## Directions for this task
Reproduce, character for character, the lines of the entries below running from the one holding "[output] one dot per instance, form <point>539,98</point>." through the one holding "<point>457,208</point>", inclusive. Give only those lines.

___ Record extracts

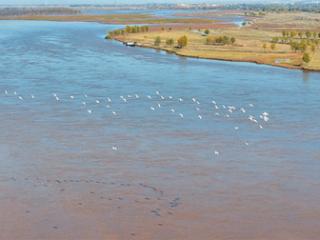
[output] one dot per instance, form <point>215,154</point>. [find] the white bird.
<point>252,119</point>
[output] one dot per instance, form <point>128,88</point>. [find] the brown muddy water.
<point>101,141</point>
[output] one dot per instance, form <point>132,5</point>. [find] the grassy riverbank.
<point>256,42</point>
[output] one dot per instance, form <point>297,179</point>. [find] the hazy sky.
<point>115,1</point>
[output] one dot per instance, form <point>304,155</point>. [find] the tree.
<point>264,46</point>
<point>170,41</point>
<point>275,40</point>
<point>306,58</point>
<point>308,34</point>
<point>293,34</point>
<point>182,41</point>
<point>157,41</point>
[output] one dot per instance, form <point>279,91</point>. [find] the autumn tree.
<point>182,41</point>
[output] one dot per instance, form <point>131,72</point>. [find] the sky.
<point>5,2</point>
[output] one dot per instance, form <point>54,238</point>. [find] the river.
<point>103,141</point>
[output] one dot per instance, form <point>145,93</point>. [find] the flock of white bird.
<point>158,100</point>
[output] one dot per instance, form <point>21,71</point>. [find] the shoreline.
<point>292,67</point>
<point>108,21</point>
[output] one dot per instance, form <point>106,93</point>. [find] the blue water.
<point>132,139</point>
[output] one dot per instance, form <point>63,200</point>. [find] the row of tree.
<point>181,42</point>
<point>306,34</point>
<point>220,40</point>
<point>128,29</point>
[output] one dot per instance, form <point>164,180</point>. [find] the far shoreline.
<point>218,59</point>
<point>130,21</point>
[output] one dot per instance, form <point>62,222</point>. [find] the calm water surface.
<point>101,141</point>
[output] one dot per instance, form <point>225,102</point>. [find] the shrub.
<point>157,41</point>
<point>170,41</point>
<point>182,41</point>
<point>306,58</point>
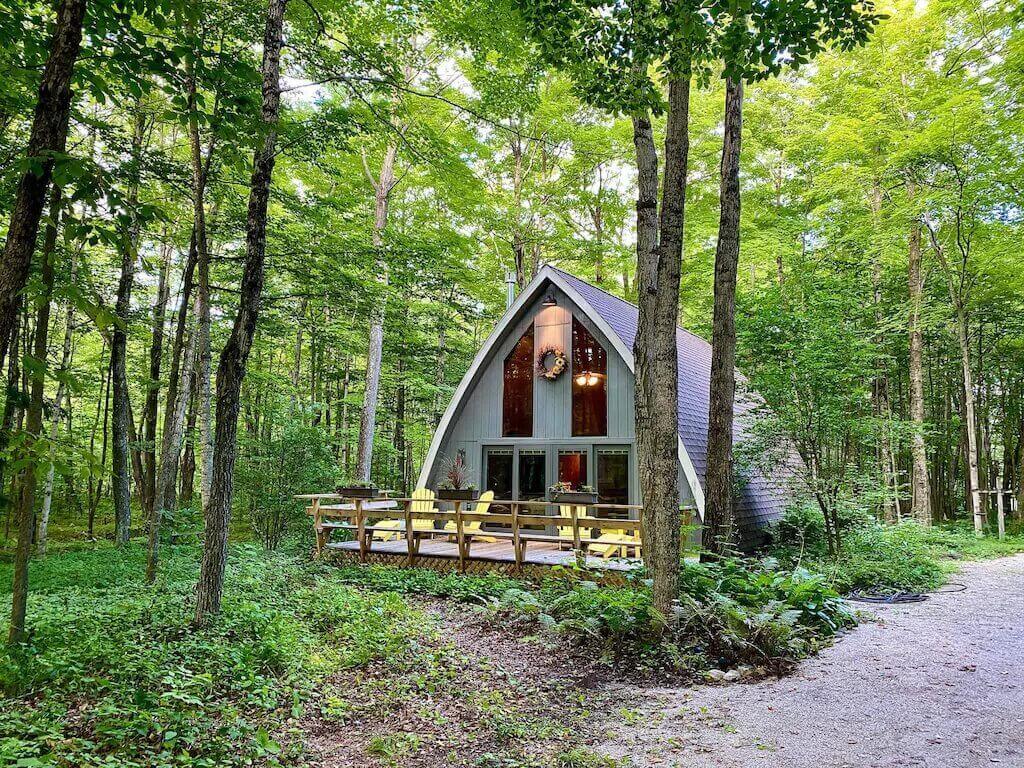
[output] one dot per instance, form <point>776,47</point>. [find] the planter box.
<point>458,495</point>
<point>357,492</point>
<point>574,497</point>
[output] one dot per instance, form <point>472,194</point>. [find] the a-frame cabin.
<point>524,425</point>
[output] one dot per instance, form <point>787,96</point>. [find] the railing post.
<point>516,551</point>
<point>317,527</point>
<point>360,528</point>
<point>581,558</point>
<point>410,532</point>
<point>460,535</point>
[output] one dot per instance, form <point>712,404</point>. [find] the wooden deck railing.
<point>363,517</point>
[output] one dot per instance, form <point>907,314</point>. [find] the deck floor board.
<point>538,553</point>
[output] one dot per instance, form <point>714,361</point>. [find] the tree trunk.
<point>880,384</point>
<point>170,456</point>
<point>970,418</point>
<point>368,418</point>
<point>148,492</point>
<point>96,485</point>
<point>49,134</point>
<point>33,431</point>
<point>181,364</point>
<point>921,504</point>
<point>188,455</point>
<point>203,363</point>
<point>120,482</point>
<point>58,411</point>
<point>231,369</point>
<point>11,399</point>
<point>719,523</point>
<point>654,350</point>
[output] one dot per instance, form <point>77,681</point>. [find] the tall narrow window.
<point>613,478</point>
<point>517,400</point>
<point>572,468</point>
<point>499,472</point>
<point>590,384</point>
<point>532,481</point>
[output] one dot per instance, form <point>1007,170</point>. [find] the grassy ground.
<point>301,667</point>
<point>321,666</point>
<point>887,558</point>
<point>314,665</point>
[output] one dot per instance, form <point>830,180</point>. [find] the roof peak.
<point>607,293</point>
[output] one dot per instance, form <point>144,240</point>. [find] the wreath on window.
<point>558,363</point>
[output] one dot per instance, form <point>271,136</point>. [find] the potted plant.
<point>358,489</point>
<point>456,485</point>
<point>563,493</point>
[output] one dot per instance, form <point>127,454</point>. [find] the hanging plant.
<point>557,366</point>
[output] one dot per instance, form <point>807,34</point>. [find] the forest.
<point>251,249</point>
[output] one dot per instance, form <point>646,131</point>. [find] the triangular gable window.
<point>590,384</point>
<point>517,399</point>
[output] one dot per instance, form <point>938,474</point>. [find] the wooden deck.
<point>500,553</point>
<point>532,537</point>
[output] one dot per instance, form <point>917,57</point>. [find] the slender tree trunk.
<point>346,449</point>
<point>399,430</point>
<point>11,398</point>
<point>970,418</point>
<point>55,417</point>
<point>921,504</point>
<point>49,135</point>
<point>120,482</point>
<point>297,354</point>
<point>368,418</point>
<point>719,523</point>
<point>33,431</point>
<point>654,350</point>
<point>880,384</point>
<point>182,359</point>
<point>188,455</point>
<point>203,292</point>
<point>170,456</point>
<point>103,407</point>
<point>231,369</point>
<point>1020,465</point>
<point>150,418</point>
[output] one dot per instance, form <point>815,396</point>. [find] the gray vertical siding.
<point>477,421</point>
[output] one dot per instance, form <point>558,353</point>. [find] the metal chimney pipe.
<point>509,288</point>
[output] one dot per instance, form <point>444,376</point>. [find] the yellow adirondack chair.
<point>565,512</point>
<point>473,526</point>
<point>613,541</point>
<point>423,502</point>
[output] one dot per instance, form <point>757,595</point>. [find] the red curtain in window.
<point>590,384</point>
<point>517,399</point>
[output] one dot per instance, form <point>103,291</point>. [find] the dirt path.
<point>937,684</point>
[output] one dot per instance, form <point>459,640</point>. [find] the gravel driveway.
<point>938,684</point>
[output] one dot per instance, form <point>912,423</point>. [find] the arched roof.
<point>761,500</point>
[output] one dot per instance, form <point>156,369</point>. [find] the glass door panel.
<point>532,477</point>
<point>613,479</point>
<point>572,468</point>
<point>498,473</point>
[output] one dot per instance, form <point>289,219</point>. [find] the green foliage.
<point>882,559</point>
<point>272,469</point>
<point>160,692</point>
<point>730,612</point>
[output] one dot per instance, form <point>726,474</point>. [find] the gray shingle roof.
<point>763,499</point>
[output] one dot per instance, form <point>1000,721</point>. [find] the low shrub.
<point>885,558</point>
<point>116,675</point>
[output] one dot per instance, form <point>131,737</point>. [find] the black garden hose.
<point>902,597</point>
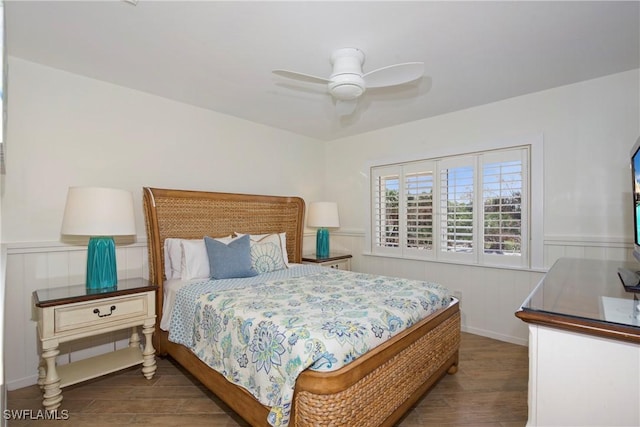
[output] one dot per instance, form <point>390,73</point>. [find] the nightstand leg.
<point>52,394</point>
<point>134,341</point>
<point>42,373</point>
<point>148,354</point>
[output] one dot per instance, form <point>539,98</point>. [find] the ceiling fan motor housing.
<point>346,81</point>
<point>346,86</point>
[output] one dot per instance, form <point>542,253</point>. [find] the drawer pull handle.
<point>97,311</point>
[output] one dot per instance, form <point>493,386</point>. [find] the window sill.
<point>493,266</point>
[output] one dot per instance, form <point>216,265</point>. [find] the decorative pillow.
<point>266,253</point>
<point>232,260</point>
<point>283,243</point>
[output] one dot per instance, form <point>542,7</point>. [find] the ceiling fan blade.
<point>394,74</point>
<point>300,76</point>
<point>345,108</point>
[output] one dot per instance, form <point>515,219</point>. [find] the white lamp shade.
<point>323,214</point>
<point>96,211</point>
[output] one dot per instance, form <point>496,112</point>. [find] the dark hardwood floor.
<point>489,390</point>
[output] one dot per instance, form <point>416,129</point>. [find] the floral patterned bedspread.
<point>261,336</point>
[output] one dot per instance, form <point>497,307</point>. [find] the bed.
<point>375,389</point>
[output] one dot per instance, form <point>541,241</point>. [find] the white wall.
<point>588,130</point>
<point>67,130</point>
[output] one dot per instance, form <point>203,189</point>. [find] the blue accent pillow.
<point>228,261</point>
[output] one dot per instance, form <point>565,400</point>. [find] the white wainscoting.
<point>32,266</point>
<point>489,296</point>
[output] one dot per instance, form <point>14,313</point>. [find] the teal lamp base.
<point>101,264</point>
<point>322,243</point>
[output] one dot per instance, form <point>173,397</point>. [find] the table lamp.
<point>323,215</point>
<point>99,213</point>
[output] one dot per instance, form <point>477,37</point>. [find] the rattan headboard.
<point>195,214</point>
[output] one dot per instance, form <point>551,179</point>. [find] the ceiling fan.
<point>347,82</point>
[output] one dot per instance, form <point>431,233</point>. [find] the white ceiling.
<point>219,55</point>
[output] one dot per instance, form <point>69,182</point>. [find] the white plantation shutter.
<point>504,204</point>
<point>386,208</point>
<point>471,208</point>
<point>418,206</point>
<point>457,208</point>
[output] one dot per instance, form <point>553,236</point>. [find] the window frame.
<point>531,234</point>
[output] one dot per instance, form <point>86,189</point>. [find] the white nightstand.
<point>338,261</point>
<point>72,312</point>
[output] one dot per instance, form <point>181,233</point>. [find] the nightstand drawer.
<point>343,264</point>
<point>99,312</point>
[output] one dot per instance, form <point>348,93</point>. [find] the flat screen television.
<point>631,279</point>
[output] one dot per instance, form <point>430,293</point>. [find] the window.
<point>470,208</point>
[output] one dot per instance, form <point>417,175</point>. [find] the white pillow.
<point>283,243</point>
<point>176,261</point>
<point>195,262</point>
<point>173,257</point>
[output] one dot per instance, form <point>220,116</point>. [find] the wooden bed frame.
<point>375,389</point>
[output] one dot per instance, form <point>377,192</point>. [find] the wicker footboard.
<point>387,392</point>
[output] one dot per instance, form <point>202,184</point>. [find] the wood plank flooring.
<point>489,390</point>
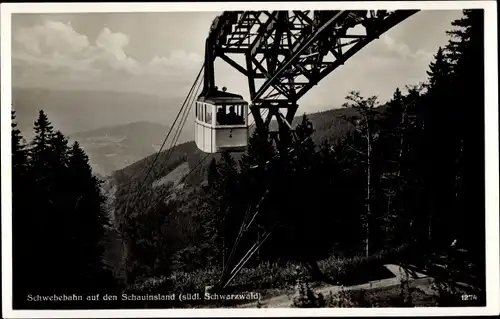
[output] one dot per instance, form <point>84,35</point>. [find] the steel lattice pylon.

______

## Solution to the problem
[output] one dot per instance, form <point>539,98</point>. [find] the ceiling fan motor housing.
<point>346,81</point>
<point>346,86</point>
[output] one dot per instance, form <point>542,253</point>. [find] the drawer pull handle.
<point>97,311</point>
[output] one dot per instance, form <point>493,386</point>. [find] the window sill.
<point>493,266</point>
[output] one dot per instance, form <point>216,265</point>. [find] the decorative pillow.
<point>266,253</point>
<point>232,260</point>
<point>283,243</point>
[output] one dot per instance, form <point>542,7</point>. [find] the ceiling fan blade.
<point>394,74</point>
<point>300,76</point>
<point>345,108</point>
[output] one dot per instance, form <point>515,219</point>. [find] the white lamp shade.
<point>323,214</point>
<point>96,211</point>
[output] one dot per instance, form <point>496,112</point>. [find] the dark hardwood floor.
<point>489,390</point>
[output] one dot per instance, form <point>416,129</point>. [find] the floral patterned bedspread.
<point>261,336</point>
[output] one dot per instance, form <point>497,307</point>. [find] the bed.
<point>375,389</point>
[output] one dot per instance, form <point>541,241</point>. [find] the white wall.
<point>588,130</point>
<point>67,130</point>
[output] one dot per instance, form <point>203,189</point>. [find] the blue accent pillow.
<point>228,261</point>
[output] one dot per instance, form <point>565,400</point>. [find] the white wainscoting.
<point>32,266</point>
<point>489,296</point>
[output] one dot per instance, form <point>14,313</point>. [find] the teal lamp base.
<point>101,264</point>
<point>322,243</point>
[output] one dot per instance, form <point>173,397</point>. [find] the table lamp.
<point>323,215</point>
<point>99,213</point>
[output] one dot per instance, form <point>477,37</point>. [find] the rattan headboard.
<point>195,214</point>
[output] one dot per instance, form <point>551,179</point>. [find] the ceiling fan.
<point>347,82</point>
[output] one dot per instance, form <point>431,233</point>. [find] the white ceiling.
<point>219,55</point>
[output] one dot per instance, form <point>69,182</point>. [find] the white plantation shutter.
<point>504,204</point>
<point>386,208</point>
<point>471,208</point>
<point>418,206</point>
<point>457,208</point>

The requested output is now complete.